INSTRUCTIONS FOR THE TASK: Copy out everything in the data below, from the line containing "fence in the photo above." down to the last line, without changing anything.
[Start of EXERCISE INPUT]
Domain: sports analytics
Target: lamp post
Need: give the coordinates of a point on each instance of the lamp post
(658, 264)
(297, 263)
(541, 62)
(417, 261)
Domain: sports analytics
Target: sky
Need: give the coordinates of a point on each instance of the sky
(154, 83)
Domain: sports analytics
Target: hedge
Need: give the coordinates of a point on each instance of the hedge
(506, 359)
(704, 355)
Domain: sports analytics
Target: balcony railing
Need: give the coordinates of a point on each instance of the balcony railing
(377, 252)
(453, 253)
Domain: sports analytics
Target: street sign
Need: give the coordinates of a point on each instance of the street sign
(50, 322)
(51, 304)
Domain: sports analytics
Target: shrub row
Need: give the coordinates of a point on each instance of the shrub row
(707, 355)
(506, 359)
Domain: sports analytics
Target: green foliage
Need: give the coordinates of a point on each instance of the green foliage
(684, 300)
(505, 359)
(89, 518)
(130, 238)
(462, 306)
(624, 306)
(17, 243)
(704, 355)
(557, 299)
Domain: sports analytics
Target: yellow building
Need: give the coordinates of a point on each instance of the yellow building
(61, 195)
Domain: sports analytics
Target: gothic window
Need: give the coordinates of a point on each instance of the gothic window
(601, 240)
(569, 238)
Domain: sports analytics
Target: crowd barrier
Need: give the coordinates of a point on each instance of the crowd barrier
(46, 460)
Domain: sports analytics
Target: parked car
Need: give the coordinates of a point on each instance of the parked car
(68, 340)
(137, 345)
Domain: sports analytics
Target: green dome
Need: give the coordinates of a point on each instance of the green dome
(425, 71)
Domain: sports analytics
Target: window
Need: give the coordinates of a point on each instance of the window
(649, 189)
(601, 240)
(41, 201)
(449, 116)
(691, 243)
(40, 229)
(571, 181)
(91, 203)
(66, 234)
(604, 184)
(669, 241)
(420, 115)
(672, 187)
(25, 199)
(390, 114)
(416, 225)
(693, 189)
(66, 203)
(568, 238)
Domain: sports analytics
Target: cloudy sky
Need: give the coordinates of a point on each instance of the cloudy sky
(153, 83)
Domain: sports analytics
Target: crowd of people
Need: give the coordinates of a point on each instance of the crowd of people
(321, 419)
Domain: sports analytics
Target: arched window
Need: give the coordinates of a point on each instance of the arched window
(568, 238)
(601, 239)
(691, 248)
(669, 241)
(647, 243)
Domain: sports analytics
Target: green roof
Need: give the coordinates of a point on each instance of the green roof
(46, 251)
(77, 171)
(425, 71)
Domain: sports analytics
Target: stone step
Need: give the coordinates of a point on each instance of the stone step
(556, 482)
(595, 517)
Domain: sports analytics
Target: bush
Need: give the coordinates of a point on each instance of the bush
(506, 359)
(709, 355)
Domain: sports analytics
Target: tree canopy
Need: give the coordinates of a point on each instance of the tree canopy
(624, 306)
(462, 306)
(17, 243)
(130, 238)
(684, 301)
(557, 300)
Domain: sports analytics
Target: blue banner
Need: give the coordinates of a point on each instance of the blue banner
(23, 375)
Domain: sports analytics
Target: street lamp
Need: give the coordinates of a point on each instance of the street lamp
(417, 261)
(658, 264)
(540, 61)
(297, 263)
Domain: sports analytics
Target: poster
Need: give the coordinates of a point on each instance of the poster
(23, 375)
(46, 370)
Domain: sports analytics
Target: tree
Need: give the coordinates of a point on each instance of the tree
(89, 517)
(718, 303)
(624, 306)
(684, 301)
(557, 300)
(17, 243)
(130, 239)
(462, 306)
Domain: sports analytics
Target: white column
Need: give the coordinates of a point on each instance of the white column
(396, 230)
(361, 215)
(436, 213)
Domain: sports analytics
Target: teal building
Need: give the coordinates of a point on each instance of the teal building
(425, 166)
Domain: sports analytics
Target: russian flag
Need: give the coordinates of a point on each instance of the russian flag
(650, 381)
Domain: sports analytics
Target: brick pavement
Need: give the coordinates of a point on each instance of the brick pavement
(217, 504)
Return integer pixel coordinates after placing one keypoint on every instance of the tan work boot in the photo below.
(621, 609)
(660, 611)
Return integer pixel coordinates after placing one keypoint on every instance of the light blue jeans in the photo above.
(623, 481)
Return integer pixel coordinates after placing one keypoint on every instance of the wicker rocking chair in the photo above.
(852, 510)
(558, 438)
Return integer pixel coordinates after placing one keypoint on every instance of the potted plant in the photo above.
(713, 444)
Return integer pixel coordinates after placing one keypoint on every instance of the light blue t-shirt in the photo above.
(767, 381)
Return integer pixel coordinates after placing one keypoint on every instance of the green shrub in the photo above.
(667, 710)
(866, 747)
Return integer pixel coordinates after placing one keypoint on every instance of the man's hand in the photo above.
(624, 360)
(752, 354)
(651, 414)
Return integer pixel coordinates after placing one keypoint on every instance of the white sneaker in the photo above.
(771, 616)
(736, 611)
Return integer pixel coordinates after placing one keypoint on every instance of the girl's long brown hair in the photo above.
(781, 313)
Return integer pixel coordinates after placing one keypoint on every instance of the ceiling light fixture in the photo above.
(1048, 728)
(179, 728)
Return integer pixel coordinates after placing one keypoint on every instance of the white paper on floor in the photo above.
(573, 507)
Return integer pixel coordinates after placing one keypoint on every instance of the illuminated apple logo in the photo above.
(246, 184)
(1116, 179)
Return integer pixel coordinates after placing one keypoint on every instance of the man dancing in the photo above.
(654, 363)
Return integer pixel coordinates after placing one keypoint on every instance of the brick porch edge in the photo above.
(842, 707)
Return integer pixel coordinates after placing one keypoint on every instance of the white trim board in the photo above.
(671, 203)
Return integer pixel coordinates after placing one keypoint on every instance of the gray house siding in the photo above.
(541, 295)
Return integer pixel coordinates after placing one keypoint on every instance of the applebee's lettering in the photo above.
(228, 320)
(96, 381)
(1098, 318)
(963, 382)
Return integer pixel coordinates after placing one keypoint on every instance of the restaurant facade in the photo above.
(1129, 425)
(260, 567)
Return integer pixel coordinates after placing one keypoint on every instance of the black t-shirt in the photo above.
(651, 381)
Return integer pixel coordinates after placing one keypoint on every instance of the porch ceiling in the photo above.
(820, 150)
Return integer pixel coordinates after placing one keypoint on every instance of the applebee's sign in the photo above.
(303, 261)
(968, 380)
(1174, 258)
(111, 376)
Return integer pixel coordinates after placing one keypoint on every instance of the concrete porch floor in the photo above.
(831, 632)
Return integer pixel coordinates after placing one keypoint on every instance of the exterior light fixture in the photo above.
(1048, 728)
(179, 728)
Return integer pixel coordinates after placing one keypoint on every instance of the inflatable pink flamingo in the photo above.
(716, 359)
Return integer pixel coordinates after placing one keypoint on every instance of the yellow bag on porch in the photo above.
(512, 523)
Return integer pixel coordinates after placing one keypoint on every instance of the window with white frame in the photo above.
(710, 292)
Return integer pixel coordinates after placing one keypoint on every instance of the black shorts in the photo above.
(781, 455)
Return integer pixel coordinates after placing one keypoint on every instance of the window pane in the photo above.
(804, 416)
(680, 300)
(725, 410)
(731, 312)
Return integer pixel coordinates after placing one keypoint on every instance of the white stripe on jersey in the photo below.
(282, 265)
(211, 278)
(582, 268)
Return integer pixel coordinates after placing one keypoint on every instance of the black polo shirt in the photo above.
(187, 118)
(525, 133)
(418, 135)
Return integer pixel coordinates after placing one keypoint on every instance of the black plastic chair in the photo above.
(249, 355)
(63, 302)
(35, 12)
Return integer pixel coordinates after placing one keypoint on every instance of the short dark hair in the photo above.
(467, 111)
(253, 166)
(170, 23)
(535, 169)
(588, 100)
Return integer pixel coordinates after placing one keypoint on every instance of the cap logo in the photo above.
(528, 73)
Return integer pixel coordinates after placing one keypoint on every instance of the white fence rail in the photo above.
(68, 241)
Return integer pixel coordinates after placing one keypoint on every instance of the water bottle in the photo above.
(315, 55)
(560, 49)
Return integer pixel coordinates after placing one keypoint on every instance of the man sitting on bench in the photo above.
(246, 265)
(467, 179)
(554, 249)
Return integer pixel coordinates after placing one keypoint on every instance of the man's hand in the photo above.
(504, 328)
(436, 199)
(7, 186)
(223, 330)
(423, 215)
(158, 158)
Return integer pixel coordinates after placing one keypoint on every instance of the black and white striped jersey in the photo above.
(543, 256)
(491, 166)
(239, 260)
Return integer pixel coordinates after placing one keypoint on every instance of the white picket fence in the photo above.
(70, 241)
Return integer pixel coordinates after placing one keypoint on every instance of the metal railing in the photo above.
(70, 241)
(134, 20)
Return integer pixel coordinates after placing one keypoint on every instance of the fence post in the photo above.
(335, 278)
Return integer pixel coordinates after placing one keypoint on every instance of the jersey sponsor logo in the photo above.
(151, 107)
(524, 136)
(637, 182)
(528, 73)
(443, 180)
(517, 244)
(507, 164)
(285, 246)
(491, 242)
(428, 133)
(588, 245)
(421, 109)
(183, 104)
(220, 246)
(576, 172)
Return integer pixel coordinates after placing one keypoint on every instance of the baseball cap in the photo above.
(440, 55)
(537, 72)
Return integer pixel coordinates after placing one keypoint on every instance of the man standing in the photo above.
[End of EXERCISE INPUT]
RESULT OF THE EXERCISE:
Return integer pixel coordinates after placing one keypoint on every instance of the white picket fence in the photo above.
(70, 241)
Return integer pixel coordinates after placing one keypoint on every instance of the metal railing in the photo above.
(70, 241)
(134, 20)
Return integer pixel coordinates after placing one keypoint on every instance of the fence post in the photo above.
(335, 278)
Return integer pixel coordinates after placing one keypoint on every instance of the jersey sponsor logo in the photo above.
(151, 107)
(524, 136)
(637, 182)
(528, 73)
(443, 180)
(517, 244)
(507, 164)
(285, 246)
(491, 242)
(428, 133)
(588, 245)
(421, 109)
(183, 104)
(220, 246)
(576, 172)
Return integer pixel coordinates after placing one keypoint on every instance of the baseball cap in the photo above.
(440, 55)
(537, 72)
Return integer pixel coordinates after placing one keypoint on every instance of the man standing in the photo above.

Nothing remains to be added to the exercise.